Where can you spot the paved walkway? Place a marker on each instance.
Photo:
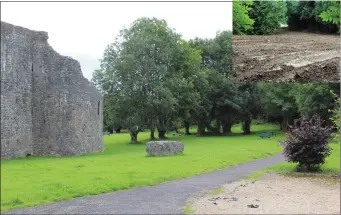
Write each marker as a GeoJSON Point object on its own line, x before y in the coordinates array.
{"type": "Point", "coordinates": [165, 198]}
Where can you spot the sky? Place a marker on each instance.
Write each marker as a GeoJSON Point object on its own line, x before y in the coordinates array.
{"type": "Point", "coordinates": [82, 30]}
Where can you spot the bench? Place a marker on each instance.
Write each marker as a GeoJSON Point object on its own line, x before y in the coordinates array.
{"type": "Point", "coordinates": [266, 135]}
{"type": "Point", "coordinates": [106, 133]}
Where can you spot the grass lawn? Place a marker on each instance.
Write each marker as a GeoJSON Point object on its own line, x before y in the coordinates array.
{"type": "Point", "coordinates": [332, 165]}
{"type": "Point", "coordinates": [38, 180]}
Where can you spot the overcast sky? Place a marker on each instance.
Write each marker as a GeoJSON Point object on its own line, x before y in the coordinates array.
{"type": "Point", "coordinates": [82, 30]}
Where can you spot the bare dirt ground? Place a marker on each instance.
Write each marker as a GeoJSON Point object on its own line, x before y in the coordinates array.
{"type": "Point", "coordinates": [287, 57]}
{"type": "Point", "coordinates": [273, 194]}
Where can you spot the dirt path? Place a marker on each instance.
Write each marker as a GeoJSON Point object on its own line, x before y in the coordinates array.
{"type": "Point", "coordinates": [287, 57]}
{"type": "Point", "coordinates": [274, 194]}
{"type": "Point", "coordinates": [166, 198]}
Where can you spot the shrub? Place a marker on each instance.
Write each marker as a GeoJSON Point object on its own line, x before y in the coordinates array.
{"type": "Point", "coordinates": [307, 143]}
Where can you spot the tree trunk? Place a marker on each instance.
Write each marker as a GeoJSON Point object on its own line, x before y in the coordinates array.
{"type": "Point", "coordinates": [247, 126]}
{"type": "Point", "coordinates": [227, 128]}
{"type": "Point", "coordinates": [201, 128]}
{"type": "Point", "coordinates": [284, 125]}
{"type": "Point", "coordinates": [152, 134]}
{"type": "Point", "coordinates": [187, 125]}
{"type": "Point", "coordinates": [133, 137]}
{"type": "Point", "coordinates": [162, 134]}
{"type": "Point", "coordinates": [219, 126]}
{"type": "Point", "coordinates": [118, 130]}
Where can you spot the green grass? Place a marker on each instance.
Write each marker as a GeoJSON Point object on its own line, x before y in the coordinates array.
{"type": "Point", "coordinates": [38, 180]}
{"type": "Point", "coordinates": [332, 165]}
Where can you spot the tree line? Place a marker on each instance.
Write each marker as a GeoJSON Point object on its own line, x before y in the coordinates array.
{"type": "Point", "coordinates": [152, 78]}
{"type": "Point", "coordinates": [266, 17]}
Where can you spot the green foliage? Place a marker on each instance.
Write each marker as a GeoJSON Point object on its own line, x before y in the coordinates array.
{"type": "Point", "coordinates": [241, 20]}
{"type": "Point", "coordinates": [335, 118]}
{"type": "Point", "coordinates": [268, 16]}
{"type": "Point", "coordinates": [323, 16]}
{"type": "Point", "coordinates": [332, 13]}
{"type": "Point", "coordinates": [41, 180]}
{"type": "Point", "coordinates": [331, 166]}
{"type": "Point", "coordinates": [312, 99]}
{"type": "Point", "coordinates": [307, 143]}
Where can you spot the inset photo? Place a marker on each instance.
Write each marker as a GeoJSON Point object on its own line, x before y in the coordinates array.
{"type": "Point", "coordinates": [286, 41]}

::::

- EXERCISE DESCRIPTION:
For each line above that includes "grass", copy the line.

- TASK RESULT:
Where can you spot the grass lawn? Place a marker on each instance.
Where can you spot the green grass? Place a marker on each instance.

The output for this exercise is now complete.